# Exercise details
Retype the entries. Match them exactly.

# Materials provided
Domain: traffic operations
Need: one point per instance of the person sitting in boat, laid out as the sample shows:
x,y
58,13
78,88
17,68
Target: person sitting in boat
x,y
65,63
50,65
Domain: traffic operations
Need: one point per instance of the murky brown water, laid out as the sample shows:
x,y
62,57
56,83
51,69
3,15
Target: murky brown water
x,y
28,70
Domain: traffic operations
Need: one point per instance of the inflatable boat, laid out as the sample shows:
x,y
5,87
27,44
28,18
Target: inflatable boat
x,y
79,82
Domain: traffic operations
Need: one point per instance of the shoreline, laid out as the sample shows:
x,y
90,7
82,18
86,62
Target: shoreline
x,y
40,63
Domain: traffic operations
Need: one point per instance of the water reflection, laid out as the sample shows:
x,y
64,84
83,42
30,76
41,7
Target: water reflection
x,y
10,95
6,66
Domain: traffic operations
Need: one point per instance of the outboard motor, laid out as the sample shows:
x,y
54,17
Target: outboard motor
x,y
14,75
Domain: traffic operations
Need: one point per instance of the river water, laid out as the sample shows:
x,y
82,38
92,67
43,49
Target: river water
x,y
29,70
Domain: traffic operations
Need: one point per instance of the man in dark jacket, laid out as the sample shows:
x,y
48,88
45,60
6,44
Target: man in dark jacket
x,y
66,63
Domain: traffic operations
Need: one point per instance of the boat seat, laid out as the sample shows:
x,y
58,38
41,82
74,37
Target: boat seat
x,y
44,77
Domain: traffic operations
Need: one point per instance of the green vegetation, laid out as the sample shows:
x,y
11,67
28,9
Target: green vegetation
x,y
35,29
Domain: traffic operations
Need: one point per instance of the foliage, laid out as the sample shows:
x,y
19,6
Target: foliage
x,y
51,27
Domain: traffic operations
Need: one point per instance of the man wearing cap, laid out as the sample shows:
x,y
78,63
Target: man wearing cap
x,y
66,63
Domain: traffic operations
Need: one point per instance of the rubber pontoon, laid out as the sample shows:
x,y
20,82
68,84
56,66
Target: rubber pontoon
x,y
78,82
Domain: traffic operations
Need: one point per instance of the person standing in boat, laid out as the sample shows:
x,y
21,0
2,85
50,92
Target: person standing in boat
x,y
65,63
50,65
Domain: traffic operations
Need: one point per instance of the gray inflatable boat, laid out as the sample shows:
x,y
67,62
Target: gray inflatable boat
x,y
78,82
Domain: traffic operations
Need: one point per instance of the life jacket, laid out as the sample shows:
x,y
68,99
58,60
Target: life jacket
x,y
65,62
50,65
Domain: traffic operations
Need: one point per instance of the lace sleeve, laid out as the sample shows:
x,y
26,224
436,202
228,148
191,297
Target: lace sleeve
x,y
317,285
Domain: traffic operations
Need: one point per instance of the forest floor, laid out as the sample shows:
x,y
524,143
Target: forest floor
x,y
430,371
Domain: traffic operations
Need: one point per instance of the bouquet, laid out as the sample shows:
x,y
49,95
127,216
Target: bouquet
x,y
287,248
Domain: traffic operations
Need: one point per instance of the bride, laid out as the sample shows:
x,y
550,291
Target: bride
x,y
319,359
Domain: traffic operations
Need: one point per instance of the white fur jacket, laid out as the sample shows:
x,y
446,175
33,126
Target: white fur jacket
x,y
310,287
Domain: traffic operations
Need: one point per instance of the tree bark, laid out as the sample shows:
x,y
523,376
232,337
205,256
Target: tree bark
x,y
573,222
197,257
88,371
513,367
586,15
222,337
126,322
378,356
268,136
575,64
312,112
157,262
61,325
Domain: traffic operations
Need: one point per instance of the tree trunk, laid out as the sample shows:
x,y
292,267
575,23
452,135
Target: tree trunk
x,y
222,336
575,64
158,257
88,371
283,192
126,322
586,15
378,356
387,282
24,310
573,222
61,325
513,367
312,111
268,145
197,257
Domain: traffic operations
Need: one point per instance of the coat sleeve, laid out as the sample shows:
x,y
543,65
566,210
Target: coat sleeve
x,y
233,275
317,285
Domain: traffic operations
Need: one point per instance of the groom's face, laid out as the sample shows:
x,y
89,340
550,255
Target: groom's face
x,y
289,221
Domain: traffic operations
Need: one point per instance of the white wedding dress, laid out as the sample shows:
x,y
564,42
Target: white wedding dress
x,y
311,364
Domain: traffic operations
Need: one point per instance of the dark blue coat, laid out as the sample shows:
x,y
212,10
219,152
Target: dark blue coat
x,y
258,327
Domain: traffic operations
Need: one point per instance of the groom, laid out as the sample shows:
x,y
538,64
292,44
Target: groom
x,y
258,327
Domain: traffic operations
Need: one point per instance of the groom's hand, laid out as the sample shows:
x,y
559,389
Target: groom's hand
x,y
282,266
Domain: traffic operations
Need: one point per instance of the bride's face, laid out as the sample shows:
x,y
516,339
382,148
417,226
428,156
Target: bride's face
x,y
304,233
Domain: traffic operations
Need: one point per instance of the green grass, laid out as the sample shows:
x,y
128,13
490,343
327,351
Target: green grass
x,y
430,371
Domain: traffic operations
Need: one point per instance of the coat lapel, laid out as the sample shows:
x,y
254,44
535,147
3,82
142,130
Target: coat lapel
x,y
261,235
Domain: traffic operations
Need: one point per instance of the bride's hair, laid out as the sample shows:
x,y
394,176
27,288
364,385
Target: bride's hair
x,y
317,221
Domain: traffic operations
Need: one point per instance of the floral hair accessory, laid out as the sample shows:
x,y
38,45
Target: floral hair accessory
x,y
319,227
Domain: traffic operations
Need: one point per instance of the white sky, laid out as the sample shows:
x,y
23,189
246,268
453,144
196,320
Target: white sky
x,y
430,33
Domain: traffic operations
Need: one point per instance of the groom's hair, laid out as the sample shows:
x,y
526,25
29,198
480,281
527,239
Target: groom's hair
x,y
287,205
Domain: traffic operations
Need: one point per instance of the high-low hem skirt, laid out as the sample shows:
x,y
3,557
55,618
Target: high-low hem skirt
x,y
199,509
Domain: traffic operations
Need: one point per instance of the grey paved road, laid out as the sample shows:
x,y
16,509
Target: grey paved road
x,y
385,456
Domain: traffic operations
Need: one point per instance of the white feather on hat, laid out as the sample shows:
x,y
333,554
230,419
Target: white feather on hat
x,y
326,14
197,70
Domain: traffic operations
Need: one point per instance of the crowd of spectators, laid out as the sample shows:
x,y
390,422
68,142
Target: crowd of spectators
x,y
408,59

# Result for this exercise
Domain: traffic operations
Need: one point per instance of the person sitting in boat, laid out as the sample shows:
x,y
58,13
78,88
17,68
Target: person sitting in boat
x,y
65,63
50,65
Domain: traffic operations
Need: one point per instance of the murky brown water, laid out as the sample shows:
x,y
62,57
56,83
51,69
3,15
Target: murky brown water
x,y
28,70
Domain: traffic operations
Need: one point per instance of the inflatable boat, laid out as the sample shows:
x,y
5,87
27,44
28,18
Target: inflatable boat
x,y
79,82
Domain: traffic operations
Need: one point per instance of the shoreline, laid out as the sample shows:
x,y
90,7
82,18
86,62
Target: shoreline
x,y
40,63
Domain: traffic operations
Need: one point per instance of the water reflection, laid out as the sample shows:
x,y
64,84
83,42
30,76
41,7
Target: water reflection
x,y
10,95
6,66
Domain: traffic operations
Need: one point per instance of the outboard motor, laid out as the sample shows:
x,y
54,17
Target: outboard motor
x,y
14,75
Domain: traffic operations
Need: one point per instance of the river water, laid out as the sample shows:
x,y
82,38
92,67
43,49
Target: river water
x,y
29,70
Domain: traffic operations
Need: one point per instance of the man in dark jacket, laid out as the sample shows:
x,y
48,88
45,60
6,44
Target: man in dark jacket
x,y
66,63
Domain: traffic operations
Need: one point per instance of the boat seat, laid out as the sample shows:
x,y
58,38
41,82
74,37
Target: boat seat
x,y
44,77
Domain: traffic operations
Need: one point per instance of the green vegetation, laid out as the sample shows:
x,y
11,67
28,9
Target: green vegetation
x,y
35,29
Domain: traffic operations
Need: one point per instance of the foliage, laid out as the sample shows:
x,y
19,6
Target: foliage
x,y
51,27
Domain: traffic operations
Need: one point per instance of the man wearing cap, laid out as the sample shows:
x,y
78,63
Target: man wearing cap
x,y
66,63
Domain: traffic operations
Need: one point per instance of the rubber pontoon, laid out as the sample shows:
x,y
20,82
68,84
56,66
Target: rubber pontoon
x,y
78,82
Domain: traffic operations
Need: one point per instance of the person standing in boat, laid out as the sample shows:
x,y
21,0
2,85
50,92
Target: person standing in boat
x,y
65,63
50,65
Domain: traffic operations
Need: one point per instance of the gray inflatable boat, laid out as the sample shows:
x,y
67,62
Target: gray inflatable boat
x,y
78,82
Domain: traffic operations
Need: one point per instance of the life jacket, laid out as the sample shows:
x,y
68,99
58,60
Target: life jacket
x,y
65,62
50,65
Domain: traffic operations
Need: one point per instance of the lace sleeve, laid out as the sample shows:
x,y
26,224
436,202
228,148
191,297
Target: lace sleeve
x,y
317,285
Domain: traffic operations
Need: one point per instance of the forest floor, laid out as the sample shows:
x,y
524,143
Target: forest floor
x,y
430,371
Domain: traffic operations
Need: one point per instance of the bouquet, laid out as the sample shows:
x,y
49,95
127,216
Target: bouquet
x,y
287,248
Domain: traffic operations
Need: one point per instance of the bride, laid out as the sample shows:
x,y
550,291
Target: bride
x,y
319,359
Domain: traffic operations
Need: one point per instance of the white fur jacket, laid out as the sample shows:
x,y
446,175
33,126
Target: white fur jacket
x,y
310,287
Domain: traffic operations
Need: one point per instance of the tree bark, laid out as the sample shows:
x,y
523,376
232,337
205,256
Target: tree bark
x,y
573,222
197,257
88,371
513,367
586,15
222,337
126,322
378,356
268,136
575,64
312,112
157,262
61,325
Domain: traffic operations
Need: one point per instance of the tree trunk, laid out as the sample shows:
x,y
292,267
575,23
452,135
Target: tree trunk
x,y
222,336
575,64
158,257
88,371
283,192
126,322
586,15
378,356
387,282
24,310
573,222
61,325
513,367
312,111
268,145
197,257
Domain: traffic operations
Need: one point per instance of the coat sleeve, laid out as the sample shows:
x,y
543,65
566,210
Target: coat sleeve
x,y
233,275
317,285
Domain: traffic operations
Need: one point per instance of the groom's face, laid out as the sample shows:
x,y
89,340
550,255
Target: groom's face
x,y
289,221
Domain: traffic operations
Need: one point per instance of the white wedding dress, laid out as the sample shows:
x,y
564,42
Target: white wedding dress
x,y
311,364
Domain: traffic operations
Need: one point per instance of the dark blue coat, laid out as the sample shows:
x,y
212,10
219,152
Target: dark blue coat
x,y
258,327
Domain: traffic operations
Need: one point per instance of the groom, laid out as the sample shows:
x,y
538,64
292,44
Target: groom
x,y
258,327
Domain: traffic operations
Need: one point per instance of the groom's hand, laid out as the sample shows:
x,y
559,389
Target: groom's hand
x,y
282,266
Domain: traffic operations
Need: one point per instance of the bride's face, laid out as the sample shows:
x,y
516,339
382,148
417,226
428,156
Target: bride's face
x,y
304,233
Domain: traffic operations
Need: one point per instance of the green grass, laid out as the sample shows:
x,y
128,13
490,343
327,351
Target: green grass
x,y
430,371
Domain: traffic operations
Need: one point per instance of the coat lapel, laid out as the sample shows:
x,y
254,44
535,147
3,82
142,130
Target: coat lapel
x,y
261,235
Domain: traffic operations
Need: one point per instance of the bride's hair, laid out as the sample shows:
x,y
394,176
27,288
364,385
Target: bride's hair
x,y
317,221
Domain: traffic operations
Need: one point per instance of the floral hair accessory, laid out as the sample shows:
x,y
38,45
Target: floral hair accessory
x,y
319,227
Domain: traffic operations
Need: one point per instance of the white sky, laid out as the sample shows:
x,y
23,189
246,268
453,144
196,320
Target: white sky
x,y
430,33
Domain: traffic operations
Need: one point per instance of the groom's hair, laid out as the sample shows:
x,y
526,25
29,198
480,281
527,239
Target: groom's hair
x,y
287,205
Domain: traffic operations
Need: one point per instance of the high-low hem skirt, laid out as the sample shows:
x,y
3,557
55,618
Target: high-low hem skirt
x,y
199,509
Domain: traffic operations
Need: one point per instance of the grey paved road, laid out as the sample shows:
x,y
16,509
Target: grey paved road
x,y
385,456
Domain: traffic operations
Need: one point per instance of the white feather on hat, laid out as the sample shows:
x,y
333,554
230,419
Target: white feather on hat
x,y
326,14
197,70
Domain: traffic operations
Need: one point per instance of the crowd of spectators, laid out as the sample shows:
x,y
390,422
68,142
Target: crowd of spectators
x,y
408,59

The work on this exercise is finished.